— Start Given passage —
Monday, March 3, 2003
Mother Courage of the mortuary
By GAYLE MACDONALD

Before he began the first season of his Emmy-winning TV series, Six Feet
Under, writer-director Alan Ball gave each member of the cast and crew a
book to read.

It was The Undertaking: Life Studies from the Dismal Trade, written by
an accomplished poet and small-town undertaker from Michigan, Thomas
Lynch. "Every year I bury a couple hundred of my townspeople," the book
begins. For the past two seasons, every episode of the HBO drama kicks
off with a fresh corpse.

Frances Conroy, who plays the Fisher family matriarch in the program,
says Ball - and his spellbinding series - was inspired by Lynch's poetic
take on the mysteries of grief and love. "It was a very good book for
all of us to read because it shows that death is not a ghoulish
business," says Conroy, a veteran of the stage before she landed this TV
role of a lifetime three years ago.

"An undertaker plays an indispensable role for people who are grieving.
Especially if a death is one where the person who has died is
unrecognizable, mutilated or badly, badly damaged. People, visually,
need to embrace that person once again. The poet/undertaker saw beauty
in the saddest things. Alan is like that too. His work is brilliant
because he is a student of human nature."

The 49-year-old Conroy is conducting interviews from her home in Los
Angeles, where she and the rest of the cast are almost finished filming
the third season of Six Feet Under, which premieres in Canada tonight at
9 p.m. on The Movie Network and Movie Central. Fans of the quirky TV
show have been promised a startling opener. Conroy won't divulge family
secrets, but she promises audiences will be intrigued.

"Alan read a lot of physics last summer, and the foundations of the
writing [for this season's early episodes] are based on the fact that a
number of world-renowned physicists believe that we exist in separate
realms of reality, simultaneously," adds the actress.
— End Given passage —
▶ _Directions_
A - Reproduce the Six Feet Under article word for word from "It was The Undertaking: Life" to "who are grieving.".
B - Return each line of the records that contains the word "white".
— Start Provided material —
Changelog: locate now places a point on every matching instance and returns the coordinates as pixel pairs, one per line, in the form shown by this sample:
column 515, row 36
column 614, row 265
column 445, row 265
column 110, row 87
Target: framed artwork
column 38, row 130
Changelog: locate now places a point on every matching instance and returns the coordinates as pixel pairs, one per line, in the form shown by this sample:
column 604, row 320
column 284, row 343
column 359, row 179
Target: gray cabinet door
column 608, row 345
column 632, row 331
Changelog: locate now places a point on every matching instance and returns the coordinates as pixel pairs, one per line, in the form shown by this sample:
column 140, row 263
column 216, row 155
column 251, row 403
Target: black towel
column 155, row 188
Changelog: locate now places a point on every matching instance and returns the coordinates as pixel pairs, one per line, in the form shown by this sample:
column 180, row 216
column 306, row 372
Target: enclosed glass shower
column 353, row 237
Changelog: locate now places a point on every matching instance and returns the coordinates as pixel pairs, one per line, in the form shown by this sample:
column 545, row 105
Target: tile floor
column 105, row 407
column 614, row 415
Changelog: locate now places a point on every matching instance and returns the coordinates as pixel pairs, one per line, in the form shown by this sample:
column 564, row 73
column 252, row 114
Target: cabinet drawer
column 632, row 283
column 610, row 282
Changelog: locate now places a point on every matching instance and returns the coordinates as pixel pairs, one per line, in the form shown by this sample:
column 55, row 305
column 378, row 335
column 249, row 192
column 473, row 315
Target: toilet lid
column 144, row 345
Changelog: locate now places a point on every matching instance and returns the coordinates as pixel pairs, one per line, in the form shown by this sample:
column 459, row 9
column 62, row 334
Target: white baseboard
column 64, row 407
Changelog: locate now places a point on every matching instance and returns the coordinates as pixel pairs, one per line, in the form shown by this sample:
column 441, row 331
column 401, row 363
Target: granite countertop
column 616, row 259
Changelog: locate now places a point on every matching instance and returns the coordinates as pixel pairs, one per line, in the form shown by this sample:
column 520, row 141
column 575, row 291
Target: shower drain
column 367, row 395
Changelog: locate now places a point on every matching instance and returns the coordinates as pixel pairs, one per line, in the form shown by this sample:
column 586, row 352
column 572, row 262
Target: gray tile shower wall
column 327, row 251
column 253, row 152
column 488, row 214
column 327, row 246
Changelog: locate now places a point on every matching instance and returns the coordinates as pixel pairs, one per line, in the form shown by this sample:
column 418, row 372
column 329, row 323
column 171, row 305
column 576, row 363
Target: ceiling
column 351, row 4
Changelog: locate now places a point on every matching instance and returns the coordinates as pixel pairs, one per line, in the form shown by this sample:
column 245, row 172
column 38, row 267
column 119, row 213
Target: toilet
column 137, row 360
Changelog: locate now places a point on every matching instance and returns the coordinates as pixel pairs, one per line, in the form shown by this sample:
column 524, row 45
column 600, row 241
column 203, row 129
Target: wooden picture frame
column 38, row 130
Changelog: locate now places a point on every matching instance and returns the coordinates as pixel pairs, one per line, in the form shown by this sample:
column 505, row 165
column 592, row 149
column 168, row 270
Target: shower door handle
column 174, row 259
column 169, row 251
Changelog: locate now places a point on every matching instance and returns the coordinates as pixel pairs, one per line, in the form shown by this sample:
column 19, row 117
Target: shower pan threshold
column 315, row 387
— End Provided material —
— Start Provided material —
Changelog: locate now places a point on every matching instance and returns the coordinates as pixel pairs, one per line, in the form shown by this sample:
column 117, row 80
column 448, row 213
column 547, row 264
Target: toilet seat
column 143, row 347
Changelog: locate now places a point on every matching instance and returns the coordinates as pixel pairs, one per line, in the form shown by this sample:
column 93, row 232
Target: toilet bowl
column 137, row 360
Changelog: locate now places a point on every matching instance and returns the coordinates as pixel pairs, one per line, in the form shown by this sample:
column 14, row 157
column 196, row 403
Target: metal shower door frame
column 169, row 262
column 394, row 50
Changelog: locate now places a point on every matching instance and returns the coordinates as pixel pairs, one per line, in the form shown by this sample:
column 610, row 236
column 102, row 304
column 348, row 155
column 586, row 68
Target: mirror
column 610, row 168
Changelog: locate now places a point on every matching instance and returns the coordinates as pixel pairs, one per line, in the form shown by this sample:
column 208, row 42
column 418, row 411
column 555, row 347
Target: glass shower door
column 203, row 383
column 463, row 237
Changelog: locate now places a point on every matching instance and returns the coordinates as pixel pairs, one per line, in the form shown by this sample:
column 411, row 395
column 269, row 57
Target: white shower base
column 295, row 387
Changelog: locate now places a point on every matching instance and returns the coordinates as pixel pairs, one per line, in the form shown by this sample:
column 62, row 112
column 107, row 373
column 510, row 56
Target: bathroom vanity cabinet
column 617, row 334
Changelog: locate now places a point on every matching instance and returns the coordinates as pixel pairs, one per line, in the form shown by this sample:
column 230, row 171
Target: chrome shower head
— End Provided material —
▶ _Final results_
A -
It was The Undertaking: Life Studies from the Dismal Trade, written by
an accomplished poet and small-town undertaker from Michigan, Thomas
Lynch. "Every year I bury a couple hundred of my townspeople," the book
begins. For the past two seasons, every episode of the HBO drama kicks
off with a fresh corpse.

Frances Conroy, who plays the Fisher family matriarch in the program,
says Ball - and his spellbinding series - was inspired by Lynch's poetic
take on the mysteries of grief and love. "It was a very good book for
all of us to read because it shows that death is not a ghoulish
business," says Conroy, a veteran of the stage before she landed this TV
role of a lifetime three years ago.

"An undertaker plays an indispensable role for people who are grieving.

B -
Target: white baseboard
Target: white shower base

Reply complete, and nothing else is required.